-- Stored records --
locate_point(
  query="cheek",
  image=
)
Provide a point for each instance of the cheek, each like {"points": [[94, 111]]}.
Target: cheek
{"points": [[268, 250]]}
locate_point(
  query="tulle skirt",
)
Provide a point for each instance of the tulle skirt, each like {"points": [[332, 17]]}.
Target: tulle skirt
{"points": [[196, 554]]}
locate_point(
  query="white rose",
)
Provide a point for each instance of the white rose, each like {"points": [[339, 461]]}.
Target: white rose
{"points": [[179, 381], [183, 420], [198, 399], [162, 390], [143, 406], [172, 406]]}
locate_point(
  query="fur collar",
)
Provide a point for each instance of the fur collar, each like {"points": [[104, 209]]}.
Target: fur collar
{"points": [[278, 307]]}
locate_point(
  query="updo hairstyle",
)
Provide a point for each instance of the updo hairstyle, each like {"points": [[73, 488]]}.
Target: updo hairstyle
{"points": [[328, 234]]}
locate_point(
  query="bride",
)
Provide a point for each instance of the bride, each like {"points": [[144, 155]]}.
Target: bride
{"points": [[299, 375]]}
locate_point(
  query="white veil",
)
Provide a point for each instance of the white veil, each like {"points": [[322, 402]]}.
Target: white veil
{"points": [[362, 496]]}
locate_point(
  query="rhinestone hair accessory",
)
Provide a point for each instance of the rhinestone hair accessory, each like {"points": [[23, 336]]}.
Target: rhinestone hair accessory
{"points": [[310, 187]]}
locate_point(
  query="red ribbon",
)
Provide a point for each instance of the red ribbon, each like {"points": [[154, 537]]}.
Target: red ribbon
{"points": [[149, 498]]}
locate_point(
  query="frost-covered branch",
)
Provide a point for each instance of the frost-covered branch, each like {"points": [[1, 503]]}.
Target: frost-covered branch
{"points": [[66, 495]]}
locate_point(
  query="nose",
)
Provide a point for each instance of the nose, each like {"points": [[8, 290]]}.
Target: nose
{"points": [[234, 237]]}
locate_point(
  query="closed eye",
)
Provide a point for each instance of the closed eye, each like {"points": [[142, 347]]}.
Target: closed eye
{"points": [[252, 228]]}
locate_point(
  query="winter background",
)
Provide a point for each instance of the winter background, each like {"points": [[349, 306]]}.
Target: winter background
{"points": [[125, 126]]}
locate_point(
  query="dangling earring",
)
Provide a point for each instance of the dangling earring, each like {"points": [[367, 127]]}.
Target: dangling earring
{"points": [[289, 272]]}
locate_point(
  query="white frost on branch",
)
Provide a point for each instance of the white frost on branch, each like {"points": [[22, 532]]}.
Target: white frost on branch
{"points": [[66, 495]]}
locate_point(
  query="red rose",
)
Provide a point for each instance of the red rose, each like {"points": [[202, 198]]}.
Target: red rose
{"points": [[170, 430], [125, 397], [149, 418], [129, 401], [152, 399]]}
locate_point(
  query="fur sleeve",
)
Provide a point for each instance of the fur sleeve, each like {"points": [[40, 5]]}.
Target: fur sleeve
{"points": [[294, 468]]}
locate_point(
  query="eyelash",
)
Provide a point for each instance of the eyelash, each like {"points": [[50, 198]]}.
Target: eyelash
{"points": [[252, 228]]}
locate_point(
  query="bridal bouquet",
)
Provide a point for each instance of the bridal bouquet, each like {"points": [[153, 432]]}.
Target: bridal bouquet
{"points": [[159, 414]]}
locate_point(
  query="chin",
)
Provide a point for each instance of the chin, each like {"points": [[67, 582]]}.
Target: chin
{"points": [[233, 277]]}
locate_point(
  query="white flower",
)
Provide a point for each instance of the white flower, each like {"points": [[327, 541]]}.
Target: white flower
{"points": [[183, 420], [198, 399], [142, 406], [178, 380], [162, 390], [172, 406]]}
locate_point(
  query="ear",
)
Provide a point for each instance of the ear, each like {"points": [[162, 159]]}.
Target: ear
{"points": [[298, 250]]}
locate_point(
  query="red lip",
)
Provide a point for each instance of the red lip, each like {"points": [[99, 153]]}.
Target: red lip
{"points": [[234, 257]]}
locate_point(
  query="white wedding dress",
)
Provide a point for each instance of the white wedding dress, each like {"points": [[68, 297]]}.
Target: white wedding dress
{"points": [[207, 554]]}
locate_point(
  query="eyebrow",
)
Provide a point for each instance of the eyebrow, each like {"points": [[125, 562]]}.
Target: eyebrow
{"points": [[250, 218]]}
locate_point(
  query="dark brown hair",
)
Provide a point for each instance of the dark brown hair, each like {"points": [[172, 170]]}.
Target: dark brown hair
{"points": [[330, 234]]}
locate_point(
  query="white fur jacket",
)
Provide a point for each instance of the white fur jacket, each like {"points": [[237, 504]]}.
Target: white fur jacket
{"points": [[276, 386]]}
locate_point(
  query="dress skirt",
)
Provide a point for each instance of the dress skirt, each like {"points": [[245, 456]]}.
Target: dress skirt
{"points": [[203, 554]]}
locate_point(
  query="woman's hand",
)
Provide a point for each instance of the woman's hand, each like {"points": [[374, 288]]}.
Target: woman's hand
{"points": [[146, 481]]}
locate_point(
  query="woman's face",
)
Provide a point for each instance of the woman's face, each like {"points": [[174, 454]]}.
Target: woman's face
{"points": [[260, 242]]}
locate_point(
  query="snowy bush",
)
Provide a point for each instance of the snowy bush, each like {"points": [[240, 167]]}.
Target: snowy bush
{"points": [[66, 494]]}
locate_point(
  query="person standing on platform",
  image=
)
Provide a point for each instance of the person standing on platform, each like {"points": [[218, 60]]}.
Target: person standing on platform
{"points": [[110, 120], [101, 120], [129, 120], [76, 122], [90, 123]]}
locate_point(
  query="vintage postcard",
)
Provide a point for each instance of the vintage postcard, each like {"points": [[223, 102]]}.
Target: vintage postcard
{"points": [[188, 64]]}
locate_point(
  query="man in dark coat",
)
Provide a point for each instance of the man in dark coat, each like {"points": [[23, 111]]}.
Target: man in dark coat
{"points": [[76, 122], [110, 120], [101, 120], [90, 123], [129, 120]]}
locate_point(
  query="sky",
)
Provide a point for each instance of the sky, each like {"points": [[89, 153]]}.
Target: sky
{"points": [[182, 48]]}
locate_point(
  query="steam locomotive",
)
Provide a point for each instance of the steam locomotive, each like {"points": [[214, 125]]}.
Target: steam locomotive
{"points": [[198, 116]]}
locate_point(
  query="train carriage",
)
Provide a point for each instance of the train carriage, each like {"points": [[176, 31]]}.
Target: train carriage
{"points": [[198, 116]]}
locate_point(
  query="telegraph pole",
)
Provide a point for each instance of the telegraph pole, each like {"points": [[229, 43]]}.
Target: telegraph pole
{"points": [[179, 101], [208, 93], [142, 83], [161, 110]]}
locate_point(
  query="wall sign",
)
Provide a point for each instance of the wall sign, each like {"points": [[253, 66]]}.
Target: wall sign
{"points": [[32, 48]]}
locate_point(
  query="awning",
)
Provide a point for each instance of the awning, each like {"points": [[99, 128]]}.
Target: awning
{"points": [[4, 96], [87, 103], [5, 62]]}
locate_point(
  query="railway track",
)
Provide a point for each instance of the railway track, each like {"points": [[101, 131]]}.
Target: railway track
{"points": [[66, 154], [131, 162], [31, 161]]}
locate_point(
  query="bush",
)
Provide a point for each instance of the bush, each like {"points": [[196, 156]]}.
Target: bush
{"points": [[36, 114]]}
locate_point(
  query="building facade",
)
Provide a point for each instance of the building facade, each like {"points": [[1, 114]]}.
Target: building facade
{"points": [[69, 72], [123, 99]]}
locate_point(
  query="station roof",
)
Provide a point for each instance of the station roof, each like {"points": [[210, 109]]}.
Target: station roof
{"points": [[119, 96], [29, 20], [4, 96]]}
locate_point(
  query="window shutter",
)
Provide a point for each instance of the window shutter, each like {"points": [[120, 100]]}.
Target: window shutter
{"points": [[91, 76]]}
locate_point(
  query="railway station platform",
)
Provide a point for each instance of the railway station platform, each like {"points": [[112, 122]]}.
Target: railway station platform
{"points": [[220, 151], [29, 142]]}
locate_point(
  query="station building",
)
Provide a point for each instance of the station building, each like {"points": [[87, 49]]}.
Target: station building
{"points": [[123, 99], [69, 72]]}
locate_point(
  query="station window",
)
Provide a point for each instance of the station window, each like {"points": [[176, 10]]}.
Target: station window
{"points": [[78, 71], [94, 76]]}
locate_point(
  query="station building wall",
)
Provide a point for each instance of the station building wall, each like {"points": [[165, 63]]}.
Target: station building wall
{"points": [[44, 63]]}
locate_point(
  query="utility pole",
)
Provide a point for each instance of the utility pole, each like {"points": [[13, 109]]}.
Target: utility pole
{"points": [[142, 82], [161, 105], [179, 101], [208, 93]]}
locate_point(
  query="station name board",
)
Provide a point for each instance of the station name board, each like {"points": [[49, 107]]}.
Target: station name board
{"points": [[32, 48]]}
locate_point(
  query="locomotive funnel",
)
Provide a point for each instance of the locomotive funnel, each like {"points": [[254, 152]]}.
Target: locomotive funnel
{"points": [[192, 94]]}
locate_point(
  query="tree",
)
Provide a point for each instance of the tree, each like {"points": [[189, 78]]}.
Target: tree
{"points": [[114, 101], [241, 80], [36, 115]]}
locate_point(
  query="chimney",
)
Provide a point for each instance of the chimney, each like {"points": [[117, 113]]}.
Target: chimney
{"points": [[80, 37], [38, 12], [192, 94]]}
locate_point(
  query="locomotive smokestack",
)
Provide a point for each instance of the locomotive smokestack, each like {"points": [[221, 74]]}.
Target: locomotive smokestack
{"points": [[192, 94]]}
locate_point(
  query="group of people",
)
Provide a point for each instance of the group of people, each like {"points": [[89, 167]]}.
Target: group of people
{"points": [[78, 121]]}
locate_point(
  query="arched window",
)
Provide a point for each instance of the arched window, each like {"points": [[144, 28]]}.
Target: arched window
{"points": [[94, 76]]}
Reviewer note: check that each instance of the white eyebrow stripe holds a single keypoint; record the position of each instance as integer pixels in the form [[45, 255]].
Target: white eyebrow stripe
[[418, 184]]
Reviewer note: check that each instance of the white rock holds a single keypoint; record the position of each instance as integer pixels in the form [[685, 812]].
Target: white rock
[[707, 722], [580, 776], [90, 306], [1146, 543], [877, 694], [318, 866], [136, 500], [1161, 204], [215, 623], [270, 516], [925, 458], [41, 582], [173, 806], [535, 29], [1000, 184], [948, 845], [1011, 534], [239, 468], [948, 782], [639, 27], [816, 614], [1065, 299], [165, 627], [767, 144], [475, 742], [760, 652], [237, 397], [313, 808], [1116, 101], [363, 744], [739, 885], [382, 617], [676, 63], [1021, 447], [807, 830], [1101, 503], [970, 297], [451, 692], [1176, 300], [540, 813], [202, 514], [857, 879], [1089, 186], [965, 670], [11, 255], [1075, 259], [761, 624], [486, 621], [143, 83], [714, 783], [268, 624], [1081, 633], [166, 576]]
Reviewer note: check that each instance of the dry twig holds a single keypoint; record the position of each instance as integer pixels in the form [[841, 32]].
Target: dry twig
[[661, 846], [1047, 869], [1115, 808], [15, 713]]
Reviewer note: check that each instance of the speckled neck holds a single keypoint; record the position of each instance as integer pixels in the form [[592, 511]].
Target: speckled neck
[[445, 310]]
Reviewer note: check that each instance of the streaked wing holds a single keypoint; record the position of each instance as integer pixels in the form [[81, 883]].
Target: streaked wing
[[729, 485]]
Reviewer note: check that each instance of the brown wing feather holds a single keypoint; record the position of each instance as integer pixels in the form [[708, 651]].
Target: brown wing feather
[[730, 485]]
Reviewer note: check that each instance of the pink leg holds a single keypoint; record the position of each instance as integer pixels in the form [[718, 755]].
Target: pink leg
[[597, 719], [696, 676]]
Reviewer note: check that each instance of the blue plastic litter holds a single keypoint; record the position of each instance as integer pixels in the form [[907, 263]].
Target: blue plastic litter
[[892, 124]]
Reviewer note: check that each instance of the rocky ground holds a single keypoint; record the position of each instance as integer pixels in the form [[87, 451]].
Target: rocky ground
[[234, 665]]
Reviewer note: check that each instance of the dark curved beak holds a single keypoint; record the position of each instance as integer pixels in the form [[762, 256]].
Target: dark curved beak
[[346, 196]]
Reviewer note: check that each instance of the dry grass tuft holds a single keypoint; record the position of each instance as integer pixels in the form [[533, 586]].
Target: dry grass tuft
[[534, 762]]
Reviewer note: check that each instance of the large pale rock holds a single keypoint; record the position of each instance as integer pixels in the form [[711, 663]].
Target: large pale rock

-- Goal --
Copy out the stretch of the records from the line containing "Reviewer note: check that each instance of the dry grass" through their end, keeping every line word for word.

-- Correct output --
Reviewer note: check that each instance of the dry grass tuft holds a single keypoint; record the position of each instance as integer pixels in the form [[533, 586]].
Target: dry grass tuft
[[534, 762]]
Reviewer note: check that each instance of the large pale rock holds a single keypoint; record the position of each instance as integer pixels in the form [[711, 663]].
Target: large pale rock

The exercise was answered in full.